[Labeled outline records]

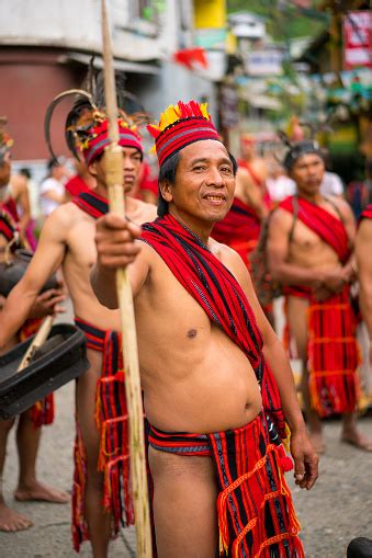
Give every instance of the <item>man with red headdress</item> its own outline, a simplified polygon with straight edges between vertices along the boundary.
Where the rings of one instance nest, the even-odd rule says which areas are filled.
[[[345,442],[372,451],[357,429],[357,319],[350,305],[354,278],[354,221],[349,205],[324,197],[325,164],[318,146],[293,144],[284,160],[297,196],[271,217],[268,258],[273,280],[284,285],[290,334],[303,364],[302,394],[315,447],[325,449],[324,417],[342,414]]]
[[[160,166],[159,218],[142,230],[114,214],[99,219],[92,285],[117,308],[115,270],[128,266],[158,557],[301,558],[283,476],[292,465],[284,418],[302,488],[316,480],[317,456],[247,269],[210,238],[232,205],[236,162],[206,105],[179,102],[148,129]]]
[[[95,220],[108,210],[104,149],[110,139],[106,116],[89,94],[77,101],[68,123],[68,145],[74,146],[76,153],[76,140],[79,141],[97,185],[59,206],[46,220],[27,272],[10,293],[3,308],[0,345],[3,346],[24,321],[45,278],[61,265],[76,323],[87,337],[91,365],[79,378],[76,391],[74,547],[79,550],[80,544],[90,538],[93,556],[103,558],[108,555],[110,536],[117,534],[120,524],[134,521],[127,487],[127,423],[117,333],[120,316],[117,310],[109,310],[99,304],[89,282],[97,257]],[[123,187],[128,192],[137,180],[143,147],[131,118],[121,114],[117,126],[119,144],[123,149]],[[134,223],[142,224],[156,216],[156,207],[128,197],[126,214]]]
[[[212,232],[212,238],[238,252],[248,270],[249,254],[258,243],[261,221],[268,214],[263,183],[249,163],[239,159],[233,205]]]
[[[3,126],[5,119],[3,118],[0,124]],[[0,194],[3,189],[7,189],[10,181],[10,148],[13,144],[2,126],[0,128]],[[15,202],[9,195],[4,197],[4,201],[0,201],[0,262],[2,264],[9,259],[12,260],[14,250],[22,247]],[[5,281],[2,281],[3,285]],[[0,296],[0,299],[1,307],[5,299],[2,296]],[[30,307],[29,312],[13,332],[13,335],[8,339],[7,346],[1,348],[1,353],[9,351],[20,340],[23,341],[33,334],[41,323],[41,320],[35,318],[42,318],[56,310],[56,304],[61,299],[63,296],[58,289],[49,289],[41,295],[36,305],[33,308]],[[66,492],[45,486],[36,478],[36,456],[42,434],[41,426],[50,424],[53,419],[53,394],[32,406],[31,409],[27,409],[18,418],[16,442],[20,471],[18,488],[14,492],[15,500],[43,500],[57,503],[65,503],[69,500]],[[5,532],[22,531],[33,524],[24,515],[8,508],[2,491],[8,437],[15,422],[15,419],[0,420],[0,531]]]

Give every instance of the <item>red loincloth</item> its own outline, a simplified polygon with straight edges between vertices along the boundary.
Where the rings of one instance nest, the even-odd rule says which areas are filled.
[[[10,197],[5,203],[0,203],[0,236],[4,237],[8,242],[11,242],[19,231],[18,221],[19,218],[14,201]],[[19,240],[14,242],[12,248],[20,248]],[[42,319],[26,320],[19,331],[20,342],[34,335],[42,322]],[[52,424],[54,414],[55,406],[53,394],[49,394],[31,407],[31,420],[35,428]]]
[[[128,420],[120,334],[103,331],[76,318],[84,332],[87,346],[103,353],[102,376],[97,384],[95,426],[100,431],[98,470],[103,474],[104,510],[112,515],[112,535],[134,524],[134,509],[129,480]],[[75,471],[72,490],[72,540],[79,551],[80,544],[89,539],[86,517],[87,455],[77,421],[74,449]]]
[[[263,413],[240,429],[214,434],[149,431],[149,444],[177,455],[210,456],[216,466],[219,556],[304,558],[282,445],[270,440]]]
[[[280,207],[293,213],[292,197],[284,200]],[[335,250],[342,264],[348,261],[349,239],[340,219],[301,197],[297,218]],[[357,319],[349,291],[349,285],[346,285],[340,294],[319,303],[309,287],[284,287],[286,296],[300,296],[309,301],[309,394],[312,407],[320,418],[353,412],[357,408],[359,348],[356,339]]]

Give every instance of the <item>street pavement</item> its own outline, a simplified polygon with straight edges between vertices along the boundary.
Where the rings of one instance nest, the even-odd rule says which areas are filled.
[[[70,311],[60,321],[69,319]],[[43,430],[37,474],[43,482],[69,491],[75,434],[72,383],[56,392],[56,408],[55,423]],[[361,419],[360,426],[372,437],[372,418]],[[306,558],[343,558],[353,537],[372,538],[372,454],[340,443],[339,435],[339,421],[325,424],[327,452],[320,458],[320,475],[313,490],[300,490],[288,474],[303,527],[301,538]],[[77,556],[71,546],[69,504],[14,502],[12,493],[16,476],[12,433],[3,478],[4,494],[12,508],[34,522],[34,527],[20,533],[0,532],[0,558]],[[121,534],[111,544],[110,558],[134,558],[134,540],[133,529]],[[88,543],[82,545],[80,556],[91,556]]]

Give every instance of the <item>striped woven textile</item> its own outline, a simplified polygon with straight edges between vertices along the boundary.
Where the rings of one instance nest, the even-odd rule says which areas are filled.
[[[279,207],[293,214],[292,200],[293,196],[286,197]],[[297,218],[335,250],[341,263],[348,261],[351,253],[349,238],[341,219],[300,196],[297,196]]]
[[[162,452],[213,458],[221,491],[221,557],[305,556],[281,466],[283,449],[271,443],[263,413],[247,426],[213,434],[166,433],[151,426],[148,440]]]
[[[98,470],[103,474],[103,508],[112,514],[113,536],[120,525],[134,524],[129,481],[128,420],[120,334],[103,331],[76,318],[84,332],[87,346],[103,353],[102,376],[97,384],[95,423],[101,433]],[[72,490],[72,540],[79,551],[89,538],[84,509],[87,457],[79,425],[75,442]]]
[[[205,314],[246,354],[261,388],[263,409],[285,437],[285,422],[274,377],[264,362],[253,311],[234,275],[171,215],[143,225],[140,240],[162,258]]]

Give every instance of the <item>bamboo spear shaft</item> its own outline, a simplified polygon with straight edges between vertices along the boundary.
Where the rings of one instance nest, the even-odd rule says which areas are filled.
[[[53,326],[53,320],[54,320],[53,316],[47,316],[45,318],[45,320],[43,321],[43,323],[38,328],[34,339],[32,340],[27,351],[25,352],[25,354],[24,354],[24,356],[23,356],[23,358],[21,361],[21,364],[19,365],[16,372],[21,372],[24,368],[26,368],[29,366],[29,364],[31,363],[31,361],[32,361],[34,354],[36,353],[37,349],[40,349],[45,343],[45,341],[48,338],[48,334],[50,333],[52,326]]]
[[[104,60],[104,92],[109,119],[110,146],[105,148],[105,172],[110,210],[125,216],[123,190],[123,153],[119,146],[117,102],[113,68],[111,35],[105,9],[101,0]],[[151,558],[151,532],[148,509],[147,475],[144,441],[144,412],[139,380],[136,326],[132,288],[126,270],[116,271],[116,291],[121,312],[121,330],[125,365],[125,392],[129,420],[131,476],[136,523],[137,557]]]

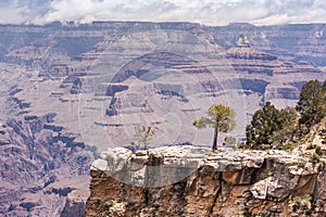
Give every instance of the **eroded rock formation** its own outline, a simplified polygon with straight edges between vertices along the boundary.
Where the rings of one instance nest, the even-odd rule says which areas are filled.
[[[86,216],[325,216],[324,163],[283,151],[108,149],[91,166]]]

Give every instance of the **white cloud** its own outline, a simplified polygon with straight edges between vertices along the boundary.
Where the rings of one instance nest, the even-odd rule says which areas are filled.
[[[205,25],[326,23],[324,0],[0,0],[0,23],[189,21]]]

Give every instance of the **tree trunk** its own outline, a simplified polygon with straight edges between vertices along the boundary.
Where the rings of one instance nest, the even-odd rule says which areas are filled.
[[[214,128],[214,139],[213,139],[213,149],[212,149],[213,152],[215,150],[217,150],[217,136],[218,136],[218,130],[217,130],[217,126],[215,126],[215,128]]]

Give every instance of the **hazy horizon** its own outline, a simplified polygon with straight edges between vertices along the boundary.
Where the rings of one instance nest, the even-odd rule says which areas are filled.
[[[191,22],[206,26],[326,23],[322,0],[0,0],[0,24]]]

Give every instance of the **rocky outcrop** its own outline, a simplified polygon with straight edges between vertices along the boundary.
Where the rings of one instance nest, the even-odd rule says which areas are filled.
[[[324,163],[283,151],[108,149],[91,166],[86,216],[324,216]]]

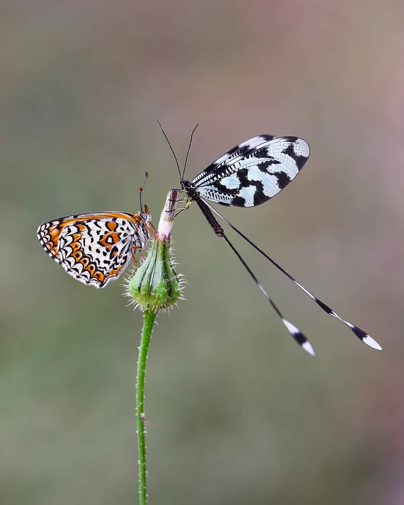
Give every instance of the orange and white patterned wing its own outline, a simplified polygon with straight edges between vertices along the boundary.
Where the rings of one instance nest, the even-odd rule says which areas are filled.
[[[146,246],[149,221],[123,212],[77,214],[44,223],[37,234],[47,252],[68,274],[80,282],[104,287],[122,273],[131,247]]]

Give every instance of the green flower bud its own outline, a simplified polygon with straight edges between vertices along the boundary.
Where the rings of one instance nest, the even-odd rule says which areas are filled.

— PROBLEM STATEMENT —
Copy out, word for word, everything in the records from the line containing "Give every instance of the **eroded" down to the line containing "[[[86,216],[325,216],[324,163],[283,151],[108,149],[91,166]]]", including both of those lines.

— SOLUTION BELOW —
Give every instance of the **eroded rock formation** its own outline, a simplified polygon with straight edges between vertices along the boundary.
Where the rings of one instance nest, the even-odd rule says which areas are filled.
[[[86,216],[325,216],[324,163],[283,151],[108,149],[91,166]]]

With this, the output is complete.